» What you need to do:
Please copy every one of the rows below word for word, from the first to the last.

» Data to process:
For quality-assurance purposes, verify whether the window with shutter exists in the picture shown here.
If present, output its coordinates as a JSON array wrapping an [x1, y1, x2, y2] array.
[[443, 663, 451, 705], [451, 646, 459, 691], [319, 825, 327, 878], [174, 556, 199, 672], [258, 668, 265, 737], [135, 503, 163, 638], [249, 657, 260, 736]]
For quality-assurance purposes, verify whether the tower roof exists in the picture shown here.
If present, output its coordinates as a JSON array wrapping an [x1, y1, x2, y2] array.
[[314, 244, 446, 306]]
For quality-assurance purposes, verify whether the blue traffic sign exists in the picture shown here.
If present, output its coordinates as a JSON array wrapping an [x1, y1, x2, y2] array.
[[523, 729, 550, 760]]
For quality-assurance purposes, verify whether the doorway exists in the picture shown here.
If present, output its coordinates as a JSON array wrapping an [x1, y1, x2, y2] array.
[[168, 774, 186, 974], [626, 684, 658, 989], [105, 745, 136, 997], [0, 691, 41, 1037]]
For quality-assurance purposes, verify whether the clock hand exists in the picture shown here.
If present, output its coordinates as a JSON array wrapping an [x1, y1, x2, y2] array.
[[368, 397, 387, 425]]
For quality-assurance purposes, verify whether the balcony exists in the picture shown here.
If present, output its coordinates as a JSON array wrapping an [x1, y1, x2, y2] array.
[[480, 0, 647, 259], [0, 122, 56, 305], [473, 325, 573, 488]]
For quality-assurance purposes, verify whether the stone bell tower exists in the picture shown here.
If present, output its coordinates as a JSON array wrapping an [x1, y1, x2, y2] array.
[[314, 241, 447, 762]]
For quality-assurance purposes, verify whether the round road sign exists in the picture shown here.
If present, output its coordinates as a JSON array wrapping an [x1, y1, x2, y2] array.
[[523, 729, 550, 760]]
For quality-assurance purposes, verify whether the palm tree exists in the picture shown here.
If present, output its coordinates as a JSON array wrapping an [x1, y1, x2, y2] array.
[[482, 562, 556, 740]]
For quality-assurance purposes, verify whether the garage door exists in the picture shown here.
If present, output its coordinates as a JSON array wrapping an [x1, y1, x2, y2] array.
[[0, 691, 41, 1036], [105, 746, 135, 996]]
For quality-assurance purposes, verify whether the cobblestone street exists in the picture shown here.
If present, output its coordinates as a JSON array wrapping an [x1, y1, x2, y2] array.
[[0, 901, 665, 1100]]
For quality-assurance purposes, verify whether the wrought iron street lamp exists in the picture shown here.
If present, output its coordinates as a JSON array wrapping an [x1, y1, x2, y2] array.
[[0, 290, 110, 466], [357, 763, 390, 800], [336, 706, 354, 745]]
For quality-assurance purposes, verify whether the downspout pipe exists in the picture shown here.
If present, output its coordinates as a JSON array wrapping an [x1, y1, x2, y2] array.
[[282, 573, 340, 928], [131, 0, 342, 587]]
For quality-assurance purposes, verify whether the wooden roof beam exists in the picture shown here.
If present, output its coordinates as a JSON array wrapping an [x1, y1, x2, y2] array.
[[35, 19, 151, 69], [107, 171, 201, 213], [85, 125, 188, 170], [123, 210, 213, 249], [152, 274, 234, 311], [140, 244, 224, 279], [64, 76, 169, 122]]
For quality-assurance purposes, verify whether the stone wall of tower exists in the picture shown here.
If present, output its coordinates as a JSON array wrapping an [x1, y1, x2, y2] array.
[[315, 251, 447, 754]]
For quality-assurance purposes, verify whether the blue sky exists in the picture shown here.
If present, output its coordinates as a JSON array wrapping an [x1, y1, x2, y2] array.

» Output below:
For quality-assurance purposes, verify whether the window with shutter exists in the picture shown here.
If present, output its coordinates as a JSON array wrapping an [x1, y1, x2, y2] array.
[[443, 663, 451, 705], [451, 646, 459, 691], [319, 825, 327, 878], [174, 556, 199, 672], [258, 668, 265, 737], [135, 503, 163, 638], [249, 657, 260, 736]]
For quality-assurance purposes, verify whether the tower roof exists in the picture shown here.
If present, output its coordinates as a JSON array wrapping an [x1, y1, x2, y2] array.
[[314, 244, 446, 306]]
For quality-assurance purposes, verify whether the blue traffic sign exists in the picture shown here.
If present, output its coordinates as a JSON array wrapping an [x1, y1, x2, y2] array.
[[523, 729, 550, 760]]
For quality-assurance purposes, verify whether the doorway exists in the picture shown here.
If present, output its coordinates as a JSON array wrapping an [x1, y1, x2, y2] array.
[[168, 774, 186, 974], [626, 684, 658, 989], [105, 745, 136, 997], [0, 691, 41, 1037]]
For quality-assurance purposes, verify whether the clock hand exists in the picture shown here.
If present, output its coordinates as a JSON array wrapping an [x1, y1, x2, y2] array.
[[368, 397, 387, 425]]
For quality-assurance purposes, verify whether the balcony exists in the picture shown here.
If present, output its coordinates as a JSON array wrapping an [x1, y1, x2, y2] array.
[[480, 0, 647, 259], [0, 122, 56, 305], [473, 325, 573, 488]]
For quality-assurance purposes, verify whether the stone bell tower exists in the picture shown here.
If present, output its coordinates as a JSON array wrapping an [x1, y1, x2, y2] array.
[[314, 241, 447, 762]]
For quality-assurance purposes, verify whether the round road sign exists in the picture shown here.
If present, output its coordinates as a JSON array wrapping an [x1, y1, x2, y2] array.
[[523, 729, 550, 760]]
For quality-assurance purposes, verify whether the palm tree exists in the picture shown here.
If present, output its coordinates as a JSON array wrapping an [x1, y1, x2, y2] array.
[[482, 562, 556, 740]]
For quality-assurance purposes, verify whether the garage door exists in the picture shown here.
If present, output its coordinates as a JSON array wrapping an [x1, y1, x2, y2] array.
[[0, 691, 41, 1036], [105, 746, 135, 996]]
For quality-assurance purposes, verify whether the cobblestone street exists in the picture shown here.
If present, output its coordinates as a JSON array wrapping an [x1, y1, x2, y2] array.
[[0, 901, 665, 1100]]
For quality-assurance purposes, verify whether the wrought iron street lamp exists in the picture shown here.
If present, output its coordinates as a JSON array wrapping an [x1, y1, x2, y2] array.
[[0, 290, 110, 466], [357, 763, 390, 800], [336, 706, 354, 745]]
For quality-assurance purposes, verify whether the downspout pipe exists in the picture shown here.
If present, output its coordinates as a JSON array wrapping an [x1, y1, x2, y2] array.
[[282, 573, 340, 928], [131, 0, 342, 587]]
For quality-assurance purposes, verify whether the wooden roof beam exists in the picture shown here.
If present, output its coordinates as a JSON array wrapping an [x1, y1, x2, y2] array.
[[35, 19, 151, 69], [107, 171, 201, 213], [85, 125, 188, 170], [123, 210, 213, 249], [152, 274, 234, 311], [140, 244, 224, 279], [64, 76, 169, 122]]
For quality-assurance purposes, verify whether the stone wall of tower exists in the picture shown here.
If present, output its coordinates as a JSON array wrapping an [x1, y1, x2, y2] array.
[[315, 251, 447, 754]]
For quality-assurance purposes, verify whether the blue sky exists in the picture shown here.
If present, output its coordinates as a JSON array wrapping an [x1, y1, x2, y2] array.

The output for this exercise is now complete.